What needs to be done => Convert every line of the material below into a Markdown table with the columns Row and Line, numbering the rows in order and skipping blank lines. Omit the pictures.

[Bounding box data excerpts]

----

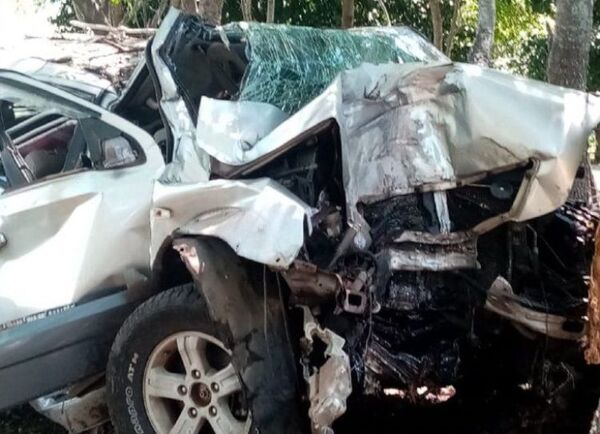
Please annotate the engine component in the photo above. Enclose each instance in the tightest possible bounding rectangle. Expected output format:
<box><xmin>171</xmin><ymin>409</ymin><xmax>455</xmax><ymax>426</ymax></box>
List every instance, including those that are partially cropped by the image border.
<box><xmin>302</xmin><ymin>306</ymin><xmax>352</xmax><ymax>434</ymax></box>
<box><xmin>282</xmin><ymin>261</ymin><xmax>342</xmax><ymax>306</ymax></box>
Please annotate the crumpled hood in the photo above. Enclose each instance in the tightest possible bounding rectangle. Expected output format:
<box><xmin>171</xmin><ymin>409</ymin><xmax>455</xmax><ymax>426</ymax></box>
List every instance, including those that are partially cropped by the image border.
<box><xmin>196</xmin><ymin>63</ymin><xmax>600</xmax><ymax>224</ymax></box>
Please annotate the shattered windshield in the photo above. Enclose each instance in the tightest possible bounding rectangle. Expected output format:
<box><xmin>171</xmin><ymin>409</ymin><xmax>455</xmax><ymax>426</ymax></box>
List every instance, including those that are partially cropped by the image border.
<box><xmin>161</xmin><ymin>16</ymin><xmax>450</xmax><ymax>119</ymax></box>
<box><xmin>239</xmin><ymin>23</ymin><xmax>449</xmax><ymax>114</ymax></box>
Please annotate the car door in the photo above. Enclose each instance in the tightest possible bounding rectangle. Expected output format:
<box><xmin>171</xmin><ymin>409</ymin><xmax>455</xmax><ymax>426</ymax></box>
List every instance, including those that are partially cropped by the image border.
<box><xmin>0</xmin><ymin>71</ymin><xmax>164</xmax><ymax>329</ymax></box>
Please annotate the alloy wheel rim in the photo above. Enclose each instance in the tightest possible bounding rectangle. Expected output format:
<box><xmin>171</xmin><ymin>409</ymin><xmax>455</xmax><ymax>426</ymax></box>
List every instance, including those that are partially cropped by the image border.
<box><xmin>143</xmin><ymin>331</ymin><xmax>251</xmax><ymax>434</ymax></box>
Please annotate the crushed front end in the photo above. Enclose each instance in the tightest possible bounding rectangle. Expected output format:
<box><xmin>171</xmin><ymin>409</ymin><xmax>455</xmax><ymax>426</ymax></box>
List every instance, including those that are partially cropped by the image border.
<box><xmin>146</xmin><ymin>9</ymin><xmax>600</xmax><ymax>434</ymax></box>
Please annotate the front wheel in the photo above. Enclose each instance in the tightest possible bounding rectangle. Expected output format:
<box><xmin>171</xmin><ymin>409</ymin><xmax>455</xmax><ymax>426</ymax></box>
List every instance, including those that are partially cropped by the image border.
<box><xmin>107</xmin><ymin>284</ymin><xmax>252</xmax><ymax>434</ymax></box>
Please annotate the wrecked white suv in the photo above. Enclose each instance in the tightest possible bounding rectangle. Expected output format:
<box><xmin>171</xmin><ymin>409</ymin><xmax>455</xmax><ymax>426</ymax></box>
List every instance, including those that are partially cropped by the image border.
<box><xmin>0</xmin><ymin>10</ymin><xmax>600</xmax><ymax>434</ymax></box>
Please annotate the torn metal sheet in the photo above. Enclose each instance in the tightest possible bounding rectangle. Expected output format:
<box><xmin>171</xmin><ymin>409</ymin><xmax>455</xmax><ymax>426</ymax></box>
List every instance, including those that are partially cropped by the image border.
<box><xmin>150</xmin><ymin>9</ymin><xmax>210</xmax><ymax>183</ymax></box>
<box><xmin>302</xmin><ymin>306</ymin><xmax>352</xmax><ymax>434</ymax></box>
<box><xmin>162</xmin><ymin>57</ymin><xmax>600</xmax><ymax>234</ymax></box>
<box><xmin>282</xmin><ymin>261</ymin><xmax>343</xmax><ymax>306</ymax></box>
<box><xmin>485</xmin><ymin>276</ymin><xmax>583</xmax><ymax>340</ymax></box>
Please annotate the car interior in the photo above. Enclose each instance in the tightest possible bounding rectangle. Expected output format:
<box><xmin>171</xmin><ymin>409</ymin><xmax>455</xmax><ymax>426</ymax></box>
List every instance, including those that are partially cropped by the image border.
<box><xmin>0</xmin><ymin>100</ymin><xmax>140</xmax><ymax>190</ymax></box>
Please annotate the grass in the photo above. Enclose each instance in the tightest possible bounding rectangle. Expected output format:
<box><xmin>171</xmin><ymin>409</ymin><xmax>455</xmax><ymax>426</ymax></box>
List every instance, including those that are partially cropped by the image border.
<box><xmin>0</xmin><ymin>405</ymin><xmax>66</xmax><ymax>434</ymax></box>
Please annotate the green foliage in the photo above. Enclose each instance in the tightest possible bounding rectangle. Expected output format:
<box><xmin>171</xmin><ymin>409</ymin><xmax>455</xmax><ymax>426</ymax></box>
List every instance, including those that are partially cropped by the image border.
<box><xmin>50</xmin><ymin>0</ymin><xmax>75</xmax><ymax>31</ymax></box>
<box><xmin>49</xmin><ymin>0</ymin><xmax>600</xmax><ymax>90</ymax></box>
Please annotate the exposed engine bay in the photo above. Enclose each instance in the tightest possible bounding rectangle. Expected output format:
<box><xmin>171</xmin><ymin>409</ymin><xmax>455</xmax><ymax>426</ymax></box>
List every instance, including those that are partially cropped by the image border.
<box><xmin>152</xmin><ymin>9</ymin><xmax>600</xmax><ymax>434</ymax></box>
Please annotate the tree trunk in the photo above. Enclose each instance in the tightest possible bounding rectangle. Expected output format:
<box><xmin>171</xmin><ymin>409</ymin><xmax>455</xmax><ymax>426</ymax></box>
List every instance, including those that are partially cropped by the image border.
<box><xmin>547</xmin><ymin>0</ymin><xmax>594</xmax><ymax>90</ymax></box>
<box><xmin>429</xmin><ymin>0</ymin><xmax>444</xmax><ymax>50</ymax></box>
<box><xmin>267</xmin><ymin>0</ymin><xmax>275</xmax><ymax>23</ymax></box>
<box><xmin>469</xmin><ymin>0</ymin><xmax>496</xmax><ymax>66</ymax></box>
<box><xmin>198</xmin><ymin>0</ymin><xmax>224</xmax><ymax>26</ymax></box>
<box><xmin>241</xmin><ymin>0</ymin><xmax>253</xmax><ymax>21</ymax></box>
<box><xmin>342</xmin><ymin>0</ymin><xmax>354</xmax><ymax>29</ymax></box>
<box><xmin>444</xmin><ymin>0</ymin><xmax>464</xmax><ymax>57</ymax></box>
<box><xmin>171</xmin><ymin>0</ymin><xmax>197</xmax><ymax>13</ymax></box>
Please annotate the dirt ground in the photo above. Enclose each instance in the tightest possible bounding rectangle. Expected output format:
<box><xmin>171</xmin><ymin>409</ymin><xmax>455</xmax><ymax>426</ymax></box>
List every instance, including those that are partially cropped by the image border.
<box><xmin>0</xmin><ymin>406</ymin><xmax>66</xmax><ymax>434</ymax></box>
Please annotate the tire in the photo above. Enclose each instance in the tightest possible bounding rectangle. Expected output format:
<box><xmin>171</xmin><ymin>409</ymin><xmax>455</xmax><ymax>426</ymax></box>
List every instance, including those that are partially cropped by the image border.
<box><xmin>106</xmin><ymin>284</ymin><xmax>302</xmax><ymax>434</ymax></box>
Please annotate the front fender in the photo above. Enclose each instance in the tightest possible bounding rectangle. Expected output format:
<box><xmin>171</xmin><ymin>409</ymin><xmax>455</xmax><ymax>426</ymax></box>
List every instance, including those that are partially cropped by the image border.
<box><xmin>151</xmin><ymin>178</ymin><xmax>313</xmax><ymax>268</ymax></box>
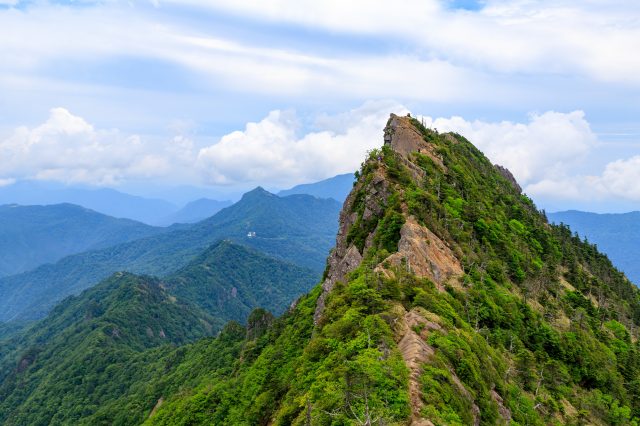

----

In response =>
| Row | Line |
|---|---|
| 1 | Please annotate the engine component in the photo above. Enclose each instance in the tightest possible bounding rectangle. Expected output format: |
| 2 | <box><xmin>171</xmin><ymin>409</ymin><xmax>455</xmax><ymax>426</ymax></box> |
| 3 | List every instance, including those that are partially cropped by the image border. |
| 4 | <box><xmin>302</xmin><ymin>306</ymin><xmax>352</xmax><ymax>434</ymax></box> |
| 5 | <box><xmin>282</xmin><ymin>261</ymin><xmax>342</xmax><ymax>306</ymax></box> |
| 6 | Please annotate the crumpled hood in the photo above. Enclose each instance in the tightest possible bounding rectangle. Expected output format: |
| 7 | <box><xmin>171</xmin><ymin>409</ymin><xmax>455</xmax><ymax>426</ymax></box> |
| 8 | List every instance, including those that are partially cropped by the image border. |
| 9 | <box><xmin>196</xmin><ymin>63</ymin><xmax>600</xmax><ymax>224</ymax></box> |
| 10 | Please annotate the shattered windshield in the photo above. Enclose each instance in the tightest possible bounding rectangle. Expected output format: |
| 11 | <box><xmin>171</xmin><ymin>409</ymin><xmax>455</xmax><ymax>426</ymax></box> |
| 12 | List every instance, including those that are partially cropped by the image border. |
| 13 | <box><xmin>161</xmin><ymin>16</ymin><xmax>450</xmax><ymax>119</ymax></box> |
| 14 | <box><xmin>239</xmin><ymin>23</ymin><xmax>449</xmax><ymax>114</ymax></box> |
| 15 | Please annotate the car door in the photo above. Enclose each instance in the tightest possible bounding rectangle. Expected output format: |
| 16 | <box><xmin>171</xmin><ymin>409</ymin><xmax>455</xmax><ymax>426</ymax></box> |
| 17 | List every instance, including those that are partially cropped by the image border. |
| 18 | <box><xmin>0</xmin><ymin>71</ymin><xmax>164</xmax><ymax>329</ymax></box> |
| 19 | Please annotate the alloy wheel rim in the photo above. Enclose each instance in the tightest possible bounding rectangle. Expected output format: |
| 20 | <box><xmin>171</xmin><ymin>409</ymin><xmax>455</xmax><ymax>426</ymax></box> |
| 21 | List every instance, including those that are partially cropped by the image border. |
| 22 | <box><xmin>143</xmin><ymin>331</ymin><xmax>251</xmax><ymax>434</ymax></box> |
| 23 | Please annotate the crushed front end in the photo above. Enclose each instance in the tightest possible bounding rectangle. Expected output format: |
| 24 | <box><xmin>171</xmin><ymin>409</ymin><xmax>455</xmax><ymax>426</ymax></box> |
| 25 | List every instance, including those that are partially cropped by the image border. |
| 26 | <box><xmin>146</xmin><ymin>9</ymin><xmax>600</xmax><ymax>434</ymax></box> |
| 27 | Please annotate the front wheel in the photo above. Enclose each instance in the tightest possible bounding rectangle. Expected output format: |
| 28 | <box><xmin>171</xmin><ymin>409</ymin><xmax>455</xmax><ymax>426</ymax></box> |
| 29 | List every instance, including those that are partially cropped by the image border. |
| 30 | <box><xmin>107</xmin><ymin>284</ymin><xmax>252</xmax><ymax>434</ymax></box> |
| 31 | Please annotate the wrecked white suv in the photo above. Enclose each instance in the tightest possible bounding rectangle. Expected output format: |
| 32 | <box><xmin>171</xmin><ymin>409</ymin><xmax>455</xmax><ymax>426</ymax></box> |
| 33 | List every instance, including those that are partially cropped by the image border. |
| 34 | <box><xmin>0</xmin><ymin>10</ymin><xmax>600</xmax><ymax>434</ymax></box> |
| 35 | Please annotate the torn metal sheet in the photo above. Enclose each instance in the tightest possible bounding rectangle. Expected output format: |
| 36 | <box><xmin>171</xmin><ymin>409</ymin><xmax>455</xmax><ymax>426</ymax></box> |
| 37 | List every instance, including those that are partially cropped by the image border. |
| 38 | <box><xmin>150</xmin><ymin>9</ymin><xmax>210</xmax><ymax>183</ymax></box> |
| 39 | <box><xmin>302</xmin><ymin>306</ymin><xmax>352</xmax><ymax>434</ymax></box> |
| 40 | <box><xmin>162</xmin><ymin>57</ymin><xmax>600</xmax><ymax>234</ymax></box> |
| 41 | <box><xmin>282</xmin><ymin>261</ymin><xmax>343</xmax><ymax>306</ymax></box> |
| 42 | <box><xmin>485</xmin><ymin>276</ymin><xmax>583</xmax><ymax>340</ymax></box> |
| 43 | Please annotate the car interior in the photo above. Enclose each instance in the tightest possible bounding rectangle. Expected output format: |
| 44 | <box><xmin>171</xmin><ymin>409</ymin><xmax>455</xmax><ymax>426</ymax></box> |
| 45 | List every instance, including those that are partially cropped by the image border. |
| 46 | <box><xmin>0</xmin><ymin>100</ymin><xmax>140</xmax><ymax>190</ymax></box> |
| 47 | Please annotate the grass in the photo above. Enclose each instance in the tightest possible bounding rectangle. Expected output format: |
| 48 | <box><xmin>171</xmin><ymin>409</ymin><xmax>455</xmax><ymax>426</ymax></box> |
| 49 | List every instance, including those that are partially cropped by the image border. |
| 50 | <box><xmin>0</xmin><ymin>405</ymin><xmax>66</xmax><ymax>434</ymax></box> |
| 51 | Please annotate the green foliage in the photo above. Enclose each instance in the tightest possible bounding rectangle. Expected output format: |
| 52 | <box><xmin>171</xmin><ymin>409</ymin><xmax>455</xmax><ymax>426</ymax></box> |
| 53 | List every instance, including those that are partially cropped by the image border. |
| 54 | <box><xmin>50</xmin><ymin>0</ymin><xmax>75</xmax><ymax>31</ymax></box> |
| 55 | <box><xmin>49</xmin><ymin>0</ymin><xmax>600</xmax><ymax>90</ymax></box> |
| 56 | Please annotate the exposed engine bay in the photo above. Enclose each instance in the tightest possible bounding rectangle. Expected output format: |
| 57 | <box><xmin>171</xmin><ymin>409</ymin><xmax>455</xmax><ymax>426</ymax></box> |
| 58 | List every instance, including those that are partially cropped by the image border. |
| 59 | <box><xmin>152</xmin><ymin>9</ymin><xmax>600</xmax><ymax>434</ymax></box> |
| 60 | Please annotate the tree trunk in the photo above. Enclose each instance in the tightest possible bounding rectangle. Expected output format: |
| 61 | <box><xmin>171</xmin><ymin>409</ymin><xmax>455</xmax><ymax>426</ymax></box> |
| 62 | List every instance, including those that are partially cropped by the image border. |
| 63 | <box><xmin>547</xmin><ymin>0</ymin><xmax>594</xmax><ymax>90</ymax></box> |
| 64 | <box><xmin>429</xmin><ymin>0</ymin><xmax>444</xmax><ymax>50</ymax></box> |
| 65 | <box><xmin>267</xmin><ymin>0</ymin><xmax>275</xmax><ymax>23</ymax></box> |
| 66 | <box><xmin>469</xmin><ymin>0</ymin><xmax>496</xmax><ymax>66</ymax></box> |
| 67 | <box><xmin>198</xmin><ymin>0</ymin><xmax>224</xmax><ymax>26</ymax></box> |
| 68 | <box><xmin>241</xmin><ymin>0</ymin><xmax>253</xmax><ymax>21</ymax></box> |
| 69 | <box><xmin>342</xmin><ymin>0</ymin><xmax>354</xmax><ymax>29</ymax></box> |
| 70 | <box><xmin>444</xmin><ymin>0</ymin><xmax>464</xmax><ymax>57</ymax></box> |
| 71 | <box><xmin>171</xmin><ymin>0</ymin><xmax>197</xmax><ymax>13</ymax></box> |
| 72 | Please annotate the dirt ground in the photo above. Enclose each instance in the tightest possible bounding rectangle. Expected output format: |
| 73 | <box><xmin>171</xmin><ymin>409</ymin><xmax>455</xmax><ymax>426</ymax></box> |
| 74 | List every instance, including those that are partially cropped by the image border. |
| 75 | <box><xmin>0</xmin><ymin>406</ymin><xmax>66</xmax><ymax>434</ymax></box> |
| 76 | Please annotate the tire in the photo above. Enclose each instance in the tightest possible bounding rectangle. Expected output format: |
| 77 | <box><xmin>171</xmin><ymin>409</ymin><xmax>455</xmax><ymax>426</ymax></box> |
| 78 | List every instance, including those that are partially cropped by the image border. |
| 79 | <box><xmin>106</xmin><ymin>284</ymin><xmax>302</xmax><ymax>434</ymax></box> |
| 80 | Please annotate the front fender in the photo above. Enclose each instance in the tightest possible bounding rectangle. Expected output format: |
| 81 | <box><xmin>171</xmin><ymin>409</ymin><xmax>455</xmax><ymax>426</ymax></box> |
| 82 | List every instance, including those that are partially cropped by the image border. |
| 83 | <box><xmin>151</xmin><ymin>178</ymin><xmax>313</xmax><ymax>268</ymax></box> |